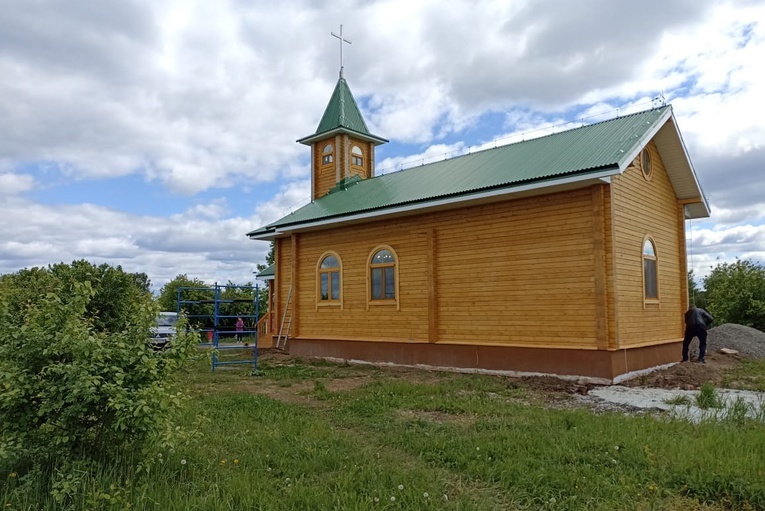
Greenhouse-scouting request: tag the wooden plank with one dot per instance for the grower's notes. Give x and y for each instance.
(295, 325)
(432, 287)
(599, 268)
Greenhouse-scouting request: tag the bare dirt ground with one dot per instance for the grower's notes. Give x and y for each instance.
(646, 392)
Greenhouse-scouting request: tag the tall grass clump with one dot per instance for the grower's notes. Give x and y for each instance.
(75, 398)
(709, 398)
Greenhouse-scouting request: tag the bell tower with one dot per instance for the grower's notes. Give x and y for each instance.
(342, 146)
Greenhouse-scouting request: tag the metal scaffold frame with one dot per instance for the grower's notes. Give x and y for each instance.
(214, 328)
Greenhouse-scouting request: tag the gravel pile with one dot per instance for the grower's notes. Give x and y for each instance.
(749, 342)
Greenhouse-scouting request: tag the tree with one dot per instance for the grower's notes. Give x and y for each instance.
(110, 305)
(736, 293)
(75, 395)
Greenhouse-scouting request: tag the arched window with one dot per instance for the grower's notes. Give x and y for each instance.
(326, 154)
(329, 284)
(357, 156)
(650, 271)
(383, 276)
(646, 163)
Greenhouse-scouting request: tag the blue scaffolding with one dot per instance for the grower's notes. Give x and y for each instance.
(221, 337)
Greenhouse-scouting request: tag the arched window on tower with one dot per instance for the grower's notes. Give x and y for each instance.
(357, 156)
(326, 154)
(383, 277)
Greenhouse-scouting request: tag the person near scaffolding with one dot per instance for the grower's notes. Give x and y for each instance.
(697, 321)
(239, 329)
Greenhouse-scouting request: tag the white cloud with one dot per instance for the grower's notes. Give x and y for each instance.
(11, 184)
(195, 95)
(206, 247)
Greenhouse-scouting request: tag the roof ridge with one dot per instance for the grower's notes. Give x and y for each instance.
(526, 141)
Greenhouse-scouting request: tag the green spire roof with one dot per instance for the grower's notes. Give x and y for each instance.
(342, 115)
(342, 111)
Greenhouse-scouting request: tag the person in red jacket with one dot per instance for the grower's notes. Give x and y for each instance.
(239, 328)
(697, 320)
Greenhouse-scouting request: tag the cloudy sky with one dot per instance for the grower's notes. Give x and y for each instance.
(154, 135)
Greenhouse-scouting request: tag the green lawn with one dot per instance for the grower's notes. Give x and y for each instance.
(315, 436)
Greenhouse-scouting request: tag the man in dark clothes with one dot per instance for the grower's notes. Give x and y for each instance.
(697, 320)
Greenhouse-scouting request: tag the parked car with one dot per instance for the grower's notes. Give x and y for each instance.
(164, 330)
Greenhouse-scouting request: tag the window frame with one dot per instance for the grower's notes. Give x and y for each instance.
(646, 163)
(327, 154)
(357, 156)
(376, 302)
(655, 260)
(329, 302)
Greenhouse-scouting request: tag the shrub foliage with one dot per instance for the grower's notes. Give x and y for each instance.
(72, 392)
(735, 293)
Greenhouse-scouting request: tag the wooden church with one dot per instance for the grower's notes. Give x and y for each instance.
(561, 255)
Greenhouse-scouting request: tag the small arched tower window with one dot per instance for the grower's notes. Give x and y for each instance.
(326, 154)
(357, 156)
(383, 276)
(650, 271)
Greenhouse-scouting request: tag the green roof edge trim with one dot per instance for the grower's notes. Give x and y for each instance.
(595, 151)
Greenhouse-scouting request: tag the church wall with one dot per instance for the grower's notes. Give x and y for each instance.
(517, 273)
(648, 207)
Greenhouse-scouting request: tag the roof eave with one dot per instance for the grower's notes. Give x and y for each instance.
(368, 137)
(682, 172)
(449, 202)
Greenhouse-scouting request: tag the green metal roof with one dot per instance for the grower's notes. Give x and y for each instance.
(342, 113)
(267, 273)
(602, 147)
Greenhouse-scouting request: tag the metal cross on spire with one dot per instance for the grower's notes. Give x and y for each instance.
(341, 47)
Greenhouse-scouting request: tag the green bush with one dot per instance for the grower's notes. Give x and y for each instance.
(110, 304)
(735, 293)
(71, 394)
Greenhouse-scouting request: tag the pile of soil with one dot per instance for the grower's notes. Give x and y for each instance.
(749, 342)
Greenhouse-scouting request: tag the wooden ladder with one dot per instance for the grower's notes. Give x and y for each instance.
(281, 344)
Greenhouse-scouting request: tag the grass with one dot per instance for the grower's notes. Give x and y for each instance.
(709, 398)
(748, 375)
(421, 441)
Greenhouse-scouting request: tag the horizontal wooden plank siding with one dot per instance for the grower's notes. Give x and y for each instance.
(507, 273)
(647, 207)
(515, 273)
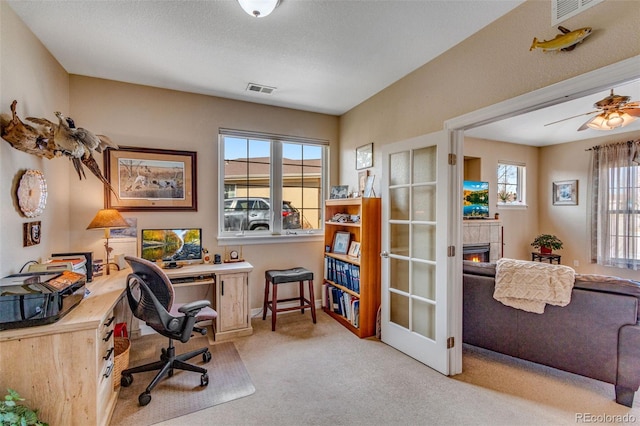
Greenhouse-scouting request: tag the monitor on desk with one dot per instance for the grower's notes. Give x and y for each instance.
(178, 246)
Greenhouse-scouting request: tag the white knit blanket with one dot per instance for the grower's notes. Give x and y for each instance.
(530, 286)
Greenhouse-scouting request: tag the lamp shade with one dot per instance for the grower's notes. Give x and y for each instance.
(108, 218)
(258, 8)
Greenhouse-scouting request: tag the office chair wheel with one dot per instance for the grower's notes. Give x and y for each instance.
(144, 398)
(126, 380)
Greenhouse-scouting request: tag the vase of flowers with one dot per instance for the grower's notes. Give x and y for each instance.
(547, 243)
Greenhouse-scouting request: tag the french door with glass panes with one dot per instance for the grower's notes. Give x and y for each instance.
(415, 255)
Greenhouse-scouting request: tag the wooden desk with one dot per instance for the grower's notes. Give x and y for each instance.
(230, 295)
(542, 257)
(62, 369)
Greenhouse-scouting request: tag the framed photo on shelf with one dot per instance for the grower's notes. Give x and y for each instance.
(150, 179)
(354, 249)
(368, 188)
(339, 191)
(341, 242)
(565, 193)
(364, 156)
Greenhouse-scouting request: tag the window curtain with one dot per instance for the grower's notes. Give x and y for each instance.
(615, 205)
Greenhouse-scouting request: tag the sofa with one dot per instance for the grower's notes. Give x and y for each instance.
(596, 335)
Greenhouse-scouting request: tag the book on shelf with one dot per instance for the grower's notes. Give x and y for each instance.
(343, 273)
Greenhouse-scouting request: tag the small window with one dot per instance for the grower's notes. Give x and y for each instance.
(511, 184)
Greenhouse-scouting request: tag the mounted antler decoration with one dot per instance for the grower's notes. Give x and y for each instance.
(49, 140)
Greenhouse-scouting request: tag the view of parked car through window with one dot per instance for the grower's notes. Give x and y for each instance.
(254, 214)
------------------------------
* Task prompt
Starting with the line with "Greenhouse-scouting request: tag the office" and going on through the last of the items, write those lines out again with their requests unchanged, and raise every x and y coordinate in the answers by 54.

* Response for this exercise
Greenhouse-scouting request: tag the office chair wheel with one dot per instance for the grower's notes. Give x and y for each instance.
(198, 452)
(180, 434)
Greenhouse-scouting request: tag the vase of flowers with one dot per instance for the grower's notes. Give x and y for each instance.
(601, 297)
Greenhouse-scouting request: tag the french door with glass panes with one dot per instance for the grower's notes. Give x and y for each instance.
(469, 309)
Greenhouse-scouting request: tag the wooden desk with one dot per instance for the grower's notes. Give x and y for each instance.
(284, 349)
(596, 311)
(116, 423)
Greenhouse-scouting request: tag the framed photo on shelf with one dot per instance for the grower's notes. Give x and y for each instance.
(204, 233)
(408, 303)
(422, 242)
(393, 245)
(395, 296)
(619, 247)
(418, 210)
Greenhouse-scouting request: tag the window curtain with one dot per instance for the grower's notes. Give x and y for each instance.
(669, 259)
Greenhouse-scouting request: tag the sofa with one dot per instance for the grower's notes. Give x and y for each instance.
(650, 389)
Greenhouse-scouting request: tag the book on shelf with one dot per instance for the grower's notes. Give x and y for each instance.
(397, 327)
Greenhouse-scouting request: tag the small window with one dot per instance for the grower's notes. Give x and y for each instance.
(565, 238)
Greenhouse-scouting request: tag the mounted antler decoration with one dot per instance for the grower's notes. Give x and y for each instance.
(103, 194)
Greenhouse-scouting request: tag the view of parked car through window with one dot per instance for the grower's notes. Give x and y for each instance.
(308, 268)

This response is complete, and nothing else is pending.